

  1. Well, I see what you mean, and I think you are probably right for the most part. Still, I think there are cases where the actual consummation scene can be delayed to the end to good effect. A declaration of love, or even a realization of love, can provide a powerful denouement all by itself.

  2. Realization of love is a very excellent denouement.

    A perfectly justified 'Let's do the denouement in bed scene' is where copulation itself is story action. The inability to have sex IS the conflict of the book. There's sexual dysfunction to be cured. Fear to overcome. A lack of trust to resolve.
    The sex act is not gratuitous Tab A into Slot B. It's a dysfunction being dealt with onstage.
    That last scene of explicit sex is not to demonstrate the H&H can now have at. It's story action.

    In general, though, the long, explicit sex act that comes as a bagatelle at the end of the book strikes me as iffy.

    Anything can be done well. There are excellent books out there where copulation is necessary. It can't be removed without damaging the story. This is not 2000 words of mattress bouncing added at the end only because it would have closed the conflict if inserted earlier.

    But a First Sex Act without follow-up or consequences seems diminished. Seems a wasted opportunity. First Sex without further plot arising risks feeling gratuitous.

  3. First, your last sentence is brilliant.

    Second, what is that painting (title? artist?) of the two lovers kissing? At least, he looks as if he very much wants to be her lover. She looks as if the jury is still out on that question. Very passive, she is, which makes the picture unusual. I'd like to know the story behind it.

  4. Hi Beth --

    Any sentence that contains the Great White Shark is going to be a winner.

    That picture is Amos Cassioli's Paolo and Francesca. Their story is in Dante's Divine Comedy.

    The wiki here:

    I mostly chose it for the bright color and the nice composition ...

  5. Anonymous5:40 PM

    I really enjoy books that are different.. I love it when the h/h/ work together to resolve the conflict.. It's fun to get something you don't expect.. Any date on Pax's story.. my he is stubborn one!!

  6. I should work harder. I should work better. I just get so distracted by Real Life.

    They are still talking about the end of 2013 if I can just get the manuscript turned in, in time. They're being genuinely patient with me.

  7. I love your technical posts! :) Like a short little Master Class, and illustrated so nicely.

    1. You know how it is -- when you want to work something out in your own mind, there's nothing like trying to explain it to somebody else. These posts are mostly for me.

      It's the old, "Reading maketh a full man; conference a ready man; and writing an exact man."

• [TASK DESCRIPTION]
In the comment thread about sex scenes at the end of romance novels, list each thing the thread says is to be cured, overcome, or resolved when copulation itself is story action.

• [SOURCE MATERIAL]

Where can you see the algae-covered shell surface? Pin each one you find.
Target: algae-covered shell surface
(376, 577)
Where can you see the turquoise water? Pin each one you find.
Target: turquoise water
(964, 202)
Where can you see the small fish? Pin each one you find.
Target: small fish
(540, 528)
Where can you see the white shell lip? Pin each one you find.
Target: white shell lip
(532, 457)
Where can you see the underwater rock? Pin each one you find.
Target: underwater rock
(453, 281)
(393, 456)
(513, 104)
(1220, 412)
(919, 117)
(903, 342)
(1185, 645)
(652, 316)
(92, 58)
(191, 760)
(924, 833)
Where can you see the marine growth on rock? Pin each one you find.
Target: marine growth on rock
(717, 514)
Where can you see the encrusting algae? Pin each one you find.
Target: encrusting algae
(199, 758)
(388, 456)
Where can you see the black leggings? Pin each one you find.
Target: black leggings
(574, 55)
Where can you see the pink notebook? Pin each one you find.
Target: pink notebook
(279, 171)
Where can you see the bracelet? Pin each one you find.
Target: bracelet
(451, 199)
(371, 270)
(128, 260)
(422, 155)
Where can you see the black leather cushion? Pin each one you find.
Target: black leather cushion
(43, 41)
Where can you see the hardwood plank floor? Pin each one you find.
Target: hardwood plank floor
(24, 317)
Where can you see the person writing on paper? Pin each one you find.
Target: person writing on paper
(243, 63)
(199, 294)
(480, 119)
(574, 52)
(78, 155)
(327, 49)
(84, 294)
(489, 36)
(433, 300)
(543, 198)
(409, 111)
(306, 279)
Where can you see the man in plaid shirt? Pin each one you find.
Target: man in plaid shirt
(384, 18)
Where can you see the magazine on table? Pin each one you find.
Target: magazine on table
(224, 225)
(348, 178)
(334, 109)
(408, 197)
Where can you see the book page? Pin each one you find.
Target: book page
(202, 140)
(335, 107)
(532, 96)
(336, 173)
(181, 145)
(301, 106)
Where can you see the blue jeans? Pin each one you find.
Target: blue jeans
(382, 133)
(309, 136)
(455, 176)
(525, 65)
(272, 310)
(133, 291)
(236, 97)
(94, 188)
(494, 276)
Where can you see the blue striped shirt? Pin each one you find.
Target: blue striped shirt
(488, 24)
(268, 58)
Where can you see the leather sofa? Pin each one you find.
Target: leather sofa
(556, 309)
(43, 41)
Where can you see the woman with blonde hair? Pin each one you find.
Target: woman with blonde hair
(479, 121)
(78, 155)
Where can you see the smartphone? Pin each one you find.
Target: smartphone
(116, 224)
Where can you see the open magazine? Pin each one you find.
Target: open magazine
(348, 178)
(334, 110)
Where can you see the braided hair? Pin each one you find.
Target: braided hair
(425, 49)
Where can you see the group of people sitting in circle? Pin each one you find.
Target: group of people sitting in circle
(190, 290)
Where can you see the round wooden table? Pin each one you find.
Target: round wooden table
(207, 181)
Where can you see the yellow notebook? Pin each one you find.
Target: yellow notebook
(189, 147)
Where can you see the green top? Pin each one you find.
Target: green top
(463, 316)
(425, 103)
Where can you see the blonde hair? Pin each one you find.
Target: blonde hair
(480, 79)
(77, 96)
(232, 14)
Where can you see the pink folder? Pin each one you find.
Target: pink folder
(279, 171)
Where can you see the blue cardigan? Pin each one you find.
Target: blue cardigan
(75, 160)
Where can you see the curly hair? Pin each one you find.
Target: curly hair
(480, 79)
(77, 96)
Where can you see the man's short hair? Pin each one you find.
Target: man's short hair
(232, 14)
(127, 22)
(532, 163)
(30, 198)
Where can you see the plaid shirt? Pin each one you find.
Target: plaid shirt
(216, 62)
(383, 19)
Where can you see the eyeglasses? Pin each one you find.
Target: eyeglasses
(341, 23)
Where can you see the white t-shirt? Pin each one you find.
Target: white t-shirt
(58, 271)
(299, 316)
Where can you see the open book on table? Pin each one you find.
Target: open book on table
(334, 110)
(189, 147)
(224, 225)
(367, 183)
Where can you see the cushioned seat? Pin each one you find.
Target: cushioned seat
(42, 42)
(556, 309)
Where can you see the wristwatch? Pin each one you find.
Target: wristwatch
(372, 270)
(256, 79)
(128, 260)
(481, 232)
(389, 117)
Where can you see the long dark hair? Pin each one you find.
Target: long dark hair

• [SOLUTION TO THE EXERCISE]
Sexual dysfunction (to be cured), fear (to overcome), and a lack of trust (to resolve).